***** Entries supplied *****

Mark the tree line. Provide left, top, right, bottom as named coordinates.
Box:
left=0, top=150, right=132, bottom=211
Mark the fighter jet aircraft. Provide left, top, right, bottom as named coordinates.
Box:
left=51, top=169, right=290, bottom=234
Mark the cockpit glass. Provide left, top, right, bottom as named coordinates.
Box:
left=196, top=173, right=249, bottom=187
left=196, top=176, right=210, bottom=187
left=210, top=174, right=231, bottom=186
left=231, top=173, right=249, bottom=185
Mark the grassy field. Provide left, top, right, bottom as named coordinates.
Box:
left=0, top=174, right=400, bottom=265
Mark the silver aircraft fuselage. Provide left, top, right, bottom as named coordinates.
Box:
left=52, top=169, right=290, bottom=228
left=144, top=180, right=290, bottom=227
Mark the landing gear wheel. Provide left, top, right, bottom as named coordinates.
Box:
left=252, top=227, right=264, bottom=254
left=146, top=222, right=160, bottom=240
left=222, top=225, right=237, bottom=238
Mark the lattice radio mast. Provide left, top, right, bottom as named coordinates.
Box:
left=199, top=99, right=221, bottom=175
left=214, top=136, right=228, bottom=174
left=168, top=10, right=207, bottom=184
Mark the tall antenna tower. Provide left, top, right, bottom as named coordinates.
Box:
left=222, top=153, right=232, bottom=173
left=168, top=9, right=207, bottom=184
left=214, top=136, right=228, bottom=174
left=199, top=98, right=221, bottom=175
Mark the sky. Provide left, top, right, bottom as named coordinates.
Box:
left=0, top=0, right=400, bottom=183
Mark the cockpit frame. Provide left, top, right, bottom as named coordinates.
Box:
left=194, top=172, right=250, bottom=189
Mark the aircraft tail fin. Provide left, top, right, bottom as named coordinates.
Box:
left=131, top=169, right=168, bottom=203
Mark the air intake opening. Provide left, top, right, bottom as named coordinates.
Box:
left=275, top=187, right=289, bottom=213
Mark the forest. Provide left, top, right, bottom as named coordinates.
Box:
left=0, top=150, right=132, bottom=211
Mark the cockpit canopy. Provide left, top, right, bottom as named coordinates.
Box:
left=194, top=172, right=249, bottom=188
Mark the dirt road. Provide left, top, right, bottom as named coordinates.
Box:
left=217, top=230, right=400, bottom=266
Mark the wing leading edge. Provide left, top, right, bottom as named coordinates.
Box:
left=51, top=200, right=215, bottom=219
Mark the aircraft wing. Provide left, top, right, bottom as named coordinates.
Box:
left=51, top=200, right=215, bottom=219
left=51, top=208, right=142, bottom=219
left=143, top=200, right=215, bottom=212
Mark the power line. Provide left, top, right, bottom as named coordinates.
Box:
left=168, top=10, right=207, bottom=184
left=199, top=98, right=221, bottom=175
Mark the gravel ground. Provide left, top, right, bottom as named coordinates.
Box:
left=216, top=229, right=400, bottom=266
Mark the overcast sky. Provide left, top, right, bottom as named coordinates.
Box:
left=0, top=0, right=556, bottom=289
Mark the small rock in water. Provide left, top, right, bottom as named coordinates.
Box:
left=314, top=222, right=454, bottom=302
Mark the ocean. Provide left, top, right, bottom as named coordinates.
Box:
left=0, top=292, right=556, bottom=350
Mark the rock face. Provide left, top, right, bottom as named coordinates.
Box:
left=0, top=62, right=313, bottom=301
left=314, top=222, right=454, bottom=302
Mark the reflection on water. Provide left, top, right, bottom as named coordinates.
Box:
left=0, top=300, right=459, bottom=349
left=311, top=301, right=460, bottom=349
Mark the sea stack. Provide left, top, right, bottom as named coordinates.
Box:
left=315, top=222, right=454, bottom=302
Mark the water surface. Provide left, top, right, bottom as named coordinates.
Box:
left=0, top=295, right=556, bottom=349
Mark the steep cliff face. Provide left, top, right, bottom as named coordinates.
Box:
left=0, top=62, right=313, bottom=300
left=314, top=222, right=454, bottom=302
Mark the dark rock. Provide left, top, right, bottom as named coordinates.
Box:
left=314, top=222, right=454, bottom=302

*****

• _Direction_
Reproduce all of the records above verbatim, line by line, without any change.

• _Response_
Mark the tree line. Provide left, top, right, bottom as named coordinates.
Box:
left=0, top=150, right=132, bottom=211
Mark the fighter jet aircraft. Provide left, top, right, bottom as named coordinates.
Box:
left=51, top=169, right=290, bottom=234
Mark the cockpit glass. Provide left, top, right, bottom as named coordinates.
Box:
left=196, top=173, right=249, bottom=187
left=196, top=176, right=210, bottom=187
left=210, top=174, right=231, bottom=186
left=231, top=173, right=249, bottom=185
Mark the grassy field. Provide left, top, right, bottom as named coordinates.
Box:
left=0, top=174, right=400, bottom=265
Mark the silver aircraft fuselage. Provide left, top, right, bottom as named coordinates.
Box:
left=52, top=169, right=290, bottom=228
left=144, top=180, right=290, bottom=227
Mark the landing gear wheel. Provide left, top, right, bottom as named coordinates.
Box:
left=252, top=227, right=264, bottom=254
left=146, top=222, right=160, bottom=240
left=222, top=225, right=237, bottom=238
Mark the lattice radio mast. Provide left, top, right, bottom as named coordinates.
Box:
left=199, top=99, right=221, bottom=175
left=214, top=136, right=228, bottom=174
left=168, top=10, right=207, bottom=184
Mark the tall antenna tower. Provide left, top, right, bottom as named coordinates.
Box:
left=222, top=153, right=232, bottom=173
left=168, top=9, right=207, bottom=184
left=214, top=136, right=228, bottom=174
left=199, top=98, right=221, bottom=175
Mark the sky. Provide left, top, right, bottom as named coordinates.
Box:
left=0, top=0, right=400, bottom=183
Mark the cockpit frame. Provide left, top, right, bottom as named coordinates.
Box:
left=194, top=172, right=250, bottom=189
Mark the aircraft tail fin. Provide left, top, right, bottom as named coordinates.
Box:
left=131, top=169, right=168, bottom=203
Mark the air intake opening. Provide left, top, right, bottom as named coordinates.
Box:
left=275, top=187, right=289, bottom=213
Mark the forest. Provide left, top, right, bottom as named coordinates.
Box:
left=0, top=150, right=132, bottom=211
Mark the cockpit canopy. Provide left, top, right, bottom as named coordinates.
Box:
left=194, top=172, right=249, bottom=188
Mark the dirt road. Provide left, top, right, bottom as named coordinates.
Box:
left=217, top=230, right=400, bottom=266
Mark the wing leading edge. Provide left, top, right, bottom as named coordinates.
Box:
left=51, top=200, right=215, bottom=219
Mark the aircraft wing. Provide left, top, right, bottom as named coordinates.
Box:
left=51, top=200, right=215, bottom=219
left=51, top=208, right=142, bottom=219
left=143, top=200, right=215, bottom=212
Mark the power line. Provide left, top, right, bottom as named coordinates.
Box:
left=168, top=10, right=207, bottom=184
left=199, top=98, right=221, bottom=175
Mark the gravel ground. Provide left, top, right, bottom as named coordinates.
Box:
left=216, top=229, right=400, bottom=266
Mark the overcast sky. Provide left, top, right, bottom as named coordinates.
Box:
left=0, top=0, right=556, bottom=289
Mark the small rock in water. Provide left, top, right, bottom as named coordinates.
Box:
left=314, top=222, right=454, bottom=302
Mark the ocean. Provide left, top, right, bottom as named coordinates.
Box:
left=0, top=292, right=556, bottom=350
Mark the rock face. Provide left, top, right, bottom as named coordinates.
Box:
left=0, top=62, right=313, bottom=301
left=314, top=222, right=454, bottom=302
Mark the reflection on water. Provide left, top, right, bottom as named coordinates.
Box:
left=0, top=300, right=459, bottom=349
left=311, top=301, right=460, bottom=349
Mark the sea stack. Provide left, top, right, bottom as named coordinates.
Box:
left=315, top=222, right=454, bottom=302
Mark the water surface. Provide left, top, right, bottom as named coordinates.
Box:
left=0, top=295, right=556, bottom=349
Mark the steep cliff face. Provide left, top, right, bottom as named coordinates.
Box:
left=0, top=62, right=313, bottom=300
left=314, top=222, right=454, bottom=302
Mark the dark rock. Provide left, top, right, bottom as named coordinates.
Box:
left=314, top=222, right=454, bottom=302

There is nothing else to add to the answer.